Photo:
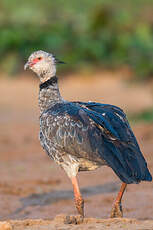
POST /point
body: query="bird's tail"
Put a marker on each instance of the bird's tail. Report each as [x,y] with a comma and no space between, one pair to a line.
[129,164]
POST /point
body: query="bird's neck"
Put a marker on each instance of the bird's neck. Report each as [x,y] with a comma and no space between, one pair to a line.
[49,94]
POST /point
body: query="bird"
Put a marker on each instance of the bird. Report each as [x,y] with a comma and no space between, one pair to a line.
[83,136]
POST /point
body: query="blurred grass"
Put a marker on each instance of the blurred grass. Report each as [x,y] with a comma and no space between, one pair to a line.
[145,116]
[102,33]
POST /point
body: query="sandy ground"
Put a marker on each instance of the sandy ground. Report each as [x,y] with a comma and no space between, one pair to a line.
[33,188]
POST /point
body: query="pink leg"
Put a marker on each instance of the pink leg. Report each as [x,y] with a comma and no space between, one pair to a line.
[117,207]
[79,202]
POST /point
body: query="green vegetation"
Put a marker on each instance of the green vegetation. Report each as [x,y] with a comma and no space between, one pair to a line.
[145,116]
[106,33]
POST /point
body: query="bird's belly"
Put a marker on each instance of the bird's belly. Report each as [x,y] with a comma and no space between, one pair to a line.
[87,165]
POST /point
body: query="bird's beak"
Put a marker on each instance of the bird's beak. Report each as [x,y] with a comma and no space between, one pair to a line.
[27,65]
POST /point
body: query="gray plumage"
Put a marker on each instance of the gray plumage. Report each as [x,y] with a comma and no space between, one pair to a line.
[84,136]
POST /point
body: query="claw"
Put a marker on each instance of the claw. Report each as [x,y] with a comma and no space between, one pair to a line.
[117,211]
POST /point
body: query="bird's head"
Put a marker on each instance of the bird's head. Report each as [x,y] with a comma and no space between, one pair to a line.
[43,64]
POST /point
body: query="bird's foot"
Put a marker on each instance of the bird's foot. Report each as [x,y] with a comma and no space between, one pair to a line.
[117,211]
[79,203]
[73,219]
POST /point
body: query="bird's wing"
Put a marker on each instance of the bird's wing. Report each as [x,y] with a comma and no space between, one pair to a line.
[96,132]
[113,119]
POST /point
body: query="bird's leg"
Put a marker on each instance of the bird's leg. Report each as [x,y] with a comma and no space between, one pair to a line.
[117,207]
[79,202]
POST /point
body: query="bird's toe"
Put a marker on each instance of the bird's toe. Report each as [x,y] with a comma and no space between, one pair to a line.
[117,211]
[74,219]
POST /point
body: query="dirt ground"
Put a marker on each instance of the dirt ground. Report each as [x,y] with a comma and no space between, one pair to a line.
[34,190]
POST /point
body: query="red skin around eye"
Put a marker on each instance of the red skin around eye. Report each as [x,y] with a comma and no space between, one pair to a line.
[34,61]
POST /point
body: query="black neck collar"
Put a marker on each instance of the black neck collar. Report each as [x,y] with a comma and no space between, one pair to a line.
[51,81]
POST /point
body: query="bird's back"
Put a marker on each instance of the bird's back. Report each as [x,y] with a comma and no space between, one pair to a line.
[93,134]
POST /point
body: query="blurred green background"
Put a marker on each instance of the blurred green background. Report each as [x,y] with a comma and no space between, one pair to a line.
[101,33]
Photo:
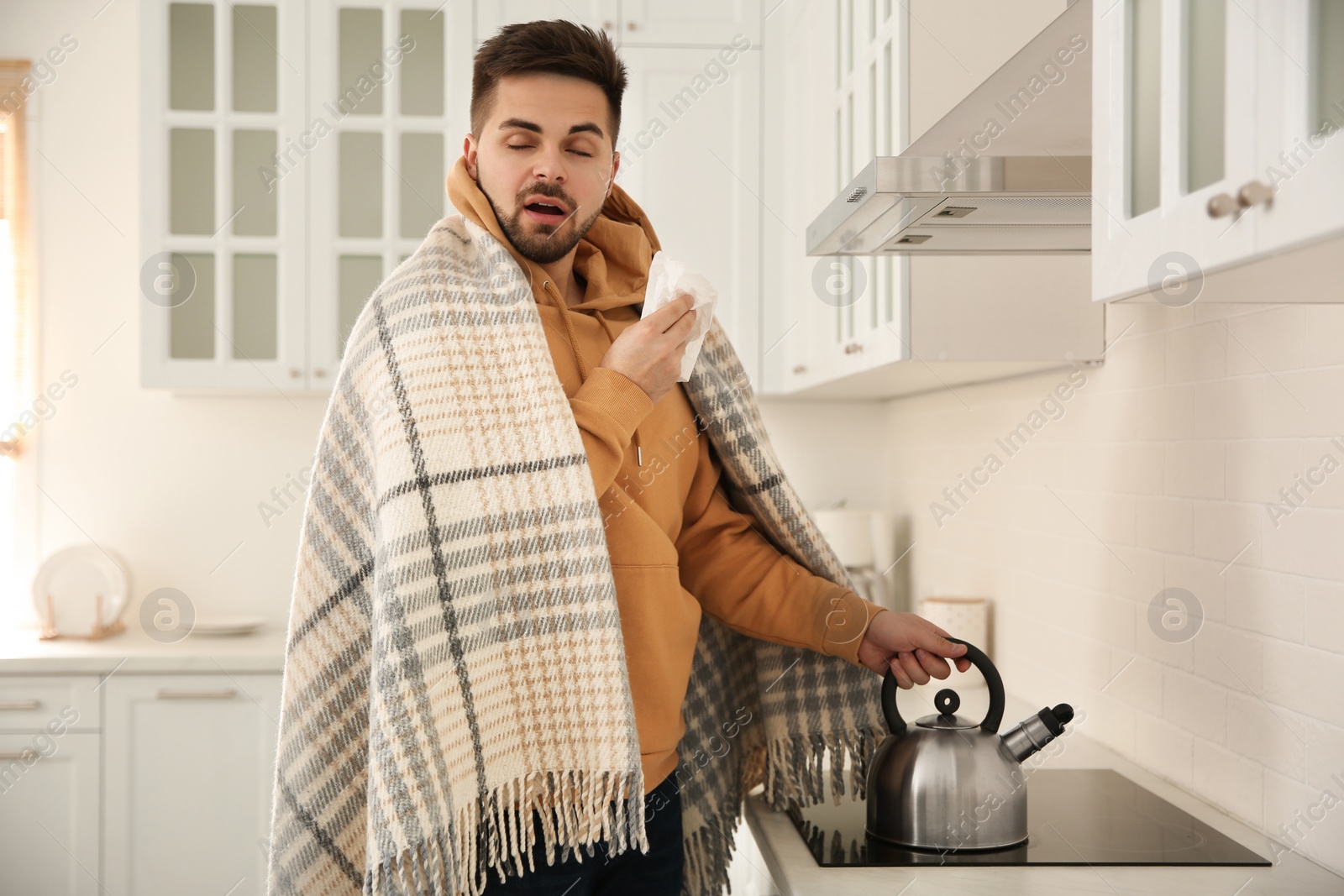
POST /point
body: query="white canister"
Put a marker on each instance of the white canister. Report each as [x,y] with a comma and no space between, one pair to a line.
[965,618]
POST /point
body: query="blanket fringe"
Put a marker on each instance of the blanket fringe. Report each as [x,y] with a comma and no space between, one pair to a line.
[793,770]
[578,809]
[790,768]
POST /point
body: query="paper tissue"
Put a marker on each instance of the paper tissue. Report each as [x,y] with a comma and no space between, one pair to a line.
[669,281]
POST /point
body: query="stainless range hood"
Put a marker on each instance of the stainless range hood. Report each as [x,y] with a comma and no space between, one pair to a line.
[1007,170]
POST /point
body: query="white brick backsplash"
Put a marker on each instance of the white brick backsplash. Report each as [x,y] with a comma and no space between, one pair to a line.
[1289,806]
[1273,736]
[1324,606]
[1225,777]
[1196,469]
[1164,747]
[1160,474]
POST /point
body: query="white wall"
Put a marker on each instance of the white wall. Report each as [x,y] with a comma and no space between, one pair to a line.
[170,484]
[1156,474]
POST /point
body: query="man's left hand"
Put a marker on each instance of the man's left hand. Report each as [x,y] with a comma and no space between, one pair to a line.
[911,647]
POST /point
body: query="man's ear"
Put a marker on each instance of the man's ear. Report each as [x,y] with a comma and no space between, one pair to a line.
[470,154]
[616,167]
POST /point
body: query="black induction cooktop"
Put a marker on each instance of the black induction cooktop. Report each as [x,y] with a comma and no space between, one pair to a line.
[1074,817]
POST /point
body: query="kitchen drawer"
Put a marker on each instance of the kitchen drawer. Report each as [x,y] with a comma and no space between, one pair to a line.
[30,703]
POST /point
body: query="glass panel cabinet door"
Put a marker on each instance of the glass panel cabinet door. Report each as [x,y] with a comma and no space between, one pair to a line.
[1173,143]
[391,85]
[223,270]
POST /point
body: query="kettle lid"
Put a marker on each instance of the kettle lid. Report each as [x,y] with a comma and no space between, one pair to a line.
[947,718]
[951,723]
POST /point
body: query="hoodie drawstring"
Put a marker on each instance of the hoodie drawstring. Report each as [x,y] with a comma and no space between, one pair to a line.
[578,356]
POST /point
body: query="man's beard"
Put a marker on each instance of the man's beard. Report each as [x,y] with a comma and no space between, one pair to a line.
[541,246]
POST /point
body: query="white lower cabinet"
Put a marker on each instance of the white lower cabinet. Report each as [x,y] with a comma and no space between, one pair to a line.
[188,779]
[49,813]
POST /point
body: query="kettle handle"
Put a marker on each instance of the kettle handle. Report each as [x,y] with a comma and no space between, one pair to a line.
[978,658]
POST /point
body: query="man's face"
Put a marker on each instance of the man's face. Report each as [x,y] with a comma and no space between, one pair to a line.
[544,161]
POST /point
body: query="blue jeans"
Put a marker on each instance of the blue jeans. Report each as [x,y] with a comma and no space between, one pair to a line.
[655,873]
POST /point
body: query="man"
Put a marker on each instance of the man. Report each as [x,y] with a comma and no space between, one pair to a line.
[537,172]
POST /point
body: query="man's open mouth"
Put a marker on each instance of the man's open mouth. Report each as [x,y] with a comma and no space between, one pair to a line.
[544,211]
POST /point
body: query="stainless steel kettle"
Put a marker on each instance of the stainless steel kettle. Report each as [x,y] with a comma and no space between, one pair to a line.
[948,782]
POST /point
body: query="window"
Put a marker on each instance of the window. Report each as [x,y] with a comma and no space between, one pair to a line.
[15,308]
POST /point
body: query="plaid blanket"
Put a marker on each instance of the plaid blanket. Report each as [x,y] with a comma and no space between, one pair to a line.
[454,656]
-------------------------
Transcribe all the lines above exactly, apart from the pictures.

Photo:
POST /point
body: query="bird's tail"
Put a marker on each instance of the bird's tail. Report each as [x,y] with a comma and no space between, one pair to a line.
[129,164]
POST /point
body: query="bird's neck"
Put a marker on each instance of the bird's neck. Report each as [x,y] with a comma and no space between, one pair to a line.
[49,94]
POST /point
body: query="bird"
Put a marker on each instance of the bird. Report each as [x,y] with a comma and no space between, one pair to a line.
[83,136]
POST /point
body: query="blurred grass"
Put a marker on each instance of the blurred grass. Report each as [x,y] with a comma and no space between, one pair to a line.
[145,116]
[102,33]
POST /point
body: query="sandy ground"
Put a marker on each instance of the sandy ground. Report each as [x,y] with a comma and no space between, one pair to a line.
[33,188]
POST /point
body: query="pink leg"
Put a marker on each instance of the pink leg. Report each as [x,y] with a comma and no space between, one pair to a line.
[117,207]
[79,202]
POST /point
body: query="green vegetation"
Put a marker on each instance of the green vegetation. Report each as [x,y] with a comma and no space between, one pair to a line.
[145,116]
[106,33]
POST /point
body: query="bird's belly"
Put a marker on each instance of the bird's belly. Report each as [x,y] with a comma and no space between, one pair to a line.
[87,165]
POST /point
body: query="bird's beak"
Put a marker on each instance of the bird's beak. Report each as [x,y] with a comma and no space between, one pair to a line.
[27,65]
POST /point
body: query="gray plumage"
Put a marker on each instance of the gray plumage. Report each as [x,y] with a comma and no space between, one pair to a line.
[84,136]
POST /point
body: query="claw"
Put a marker on each instance of the claw. Report each as [x,y] with a comma and no space between, one pair to a line.
[117,211]
POST /point
body: query="bird's head"
Put a marker on each instance of the bird's head. Report each as [x,y] with a comma and no space between, one pair to a line.
[43,64]
POST /point
body: query="bird's foot"
Put a marker on each instance of the bird's foot. Report each as [x,y] with a comma and no space between, one pair to a line.
[117,211]
[79,203]
[73,219]
POST /point
body: query="bird's wing"
Put a marker on each instance of the bird's wing. Report each as [x,y] with a comma and no space between, one pair to a line.
[96,132]
[113,119]
POST /point
body: query="bird's leg"
Put a marker on each instance of the bird's leg. Report each as [x,y] with a comma and no space between, one pair to a line.
[117,207]
[79,202]
POST /point
body: query="bird's toe"
Put a marker on each instance of the bird's toe. Report each as [x,y] with a comma and no space between, one pair to a line.
[117,211]
[74,219]
POST /point
body: query="dirt ground"
Put a marker on each instance of the dirt ground. Report each as [x,y] with a comma and no space between, one pair to a line.
[34,190]
POST /point
body: query="red skin around eye"
Put a marker on each instance of the red skin around eye. Report each as [x,y] with a comma and no space between, one pair to a line.
[34,61]
POST /point
body: query="black neck collar"
Put a marker on each instance of the black neck collar. Report each as [x,y] with a comma and no space between, one pair to a line.
[51,81]
POST /point
body: query="bird's back"
Put a marker on each instance of the bird's back. Report each as [x,y] with a comma and no space between, one pair to a line.
[93,134]
POST /point
body: query="blurred green background"
Put a marker on each instance of the blurred green background. Report each as [x,y] with a comma and no space between, one pair to a line.
[101,33]
Photo:
POST /point
body: query="white canister"
Put a marker on each instance of the white canister. Report each as [x,y] with a comma and no space between, one pair to a line.
[965,618]
POST /point
body: query="blanket fringe"
Put a marker on each instance of the blanket fringe. Report each as [x,y] with a comma and no space between, one pair to a line.
[793,770]
[578,809]
[790,768]
POST /point
body: query="paper tissue"
Put a marker on each instance of the paper tissue. Report each as [x,y] with a comma and no space between, one pair to a line.
[669,281]
POST /point
body: query="stainless range hood"
Put a marker on each instance of the stainless range hood. Report each as [x,y] with a comma and no space between, one pair to a line.
[1007,170]
POST /point
body: query="white brick backsplash"
Put a marker on each instance of the white brick backsplash. Report each as [x,y] with a comma and no space between, one pair to a line.
[1289,806]
[1273,736]
[1324,606]
[1225,777]
[1196,469]
[1164,747]
[1160,474]
POST /point
body: query="white wall"
Put a marker on each instance of the white wall. Report each as [x,y] with a comma and no space between, one pair to a line.
[170,484]
[1156,474]
POST /point
body: query="man's left hand"
Put a marker on each instance of the man's left hand. Report each as [x,y] with a comma and no space between, one pair to a line.
[911,647]
POST /point
body: query="man's ear"
Put a marker on each instance of the man's ear. Report each as [x,y] with a comma and no space between, one pair to a line.
[470,154]
[616,167]
POST /point
body: query="black induction cooktop"
Put a marker on each instance of the black induction cooktop. Report each as [x,y] with a comma and no space between, one pair to a line.
[1074,817]
POST /point
body: query="kitchen drawer"
Put a marker on each instance of the kitchen drawer. Report each as [x,y] with a comma and no space between, one pair to a line.
[30,703]
POST /point
body: query="glass panel cabinet door"
Put a marker on each instance of the glass panel cabinet door. Report each as [x,y] with a comma and no space between, one pair to a line.
[1173,143]
[391,85]
[223,270]
POST /point
body: query="kettle lid"
Put a marker on each instance of the kettle lid. Report each as [x,y] with a comma and no space between, one pair to a line.
[947,718]
[951,723]
POST /point
body: query="hoodie drawstring"
Put a marker on each instance of the hoodie drawstring. Report each as [x,y] with a comma and no space between, one pair to a line.
[578,356]
POST /point
body: query="man's beard"
Put a marker on each instance of the man's beard. Report each as [x,y] with a comma and no space between, one pair to a line.
[541,246]
POST /point
body: query="white lower cabinet"
Put a marker on each instance of the white lower cabinet. Report each as [x,y] with a comma and no space between, one pair to a line.
[188,779]
[49,813]
POST /point
body: query="kettle handle"
Put a marker on each instance of the kettle handle. Report each as [x,y] with a comma and no space between, one pair to a line.
[978,658]
POST /point
body: query="man's face"
Put a marker on each instance of the man's face. Report each as [x,y] with a comma and no space between, one pair to a line.
[544,161]
POST /point
body: query="blue jeans"
Put a marker on each instance of the blue jeans. Report each as [x,y] with a comma and no space between, one pair to a line.
[655,873]
POST /point
body: query="man"
Put a marker on each instance of the man. Report each as [x,y] with a comma and no space between, one pair to a line.
[537,172]
POST /point
body: query="man's open mouth"
Put a marker on each instance of the man's open mouth. Report each as [x,y] with a comma and no space between, one pair to a line.
[544,211]
POST /point
body: query="stainless steel kettle"
Put a marker on each instance of the stainless steel kettle. Report each as [x,y] with a comma and no space between, one pair to a line.
[948,782]
POST /point
body: query="window"
Put a marker on each instance of the window. Report each as [x,y] with a comma and no space between, one pair to a line.
[15,308]
POST /point
body: query="plaid blanket"
Put a marker on each instance of the plaid blanket. Report each as [x,y] with a comma and no space between, one pair to a line.
[454,656]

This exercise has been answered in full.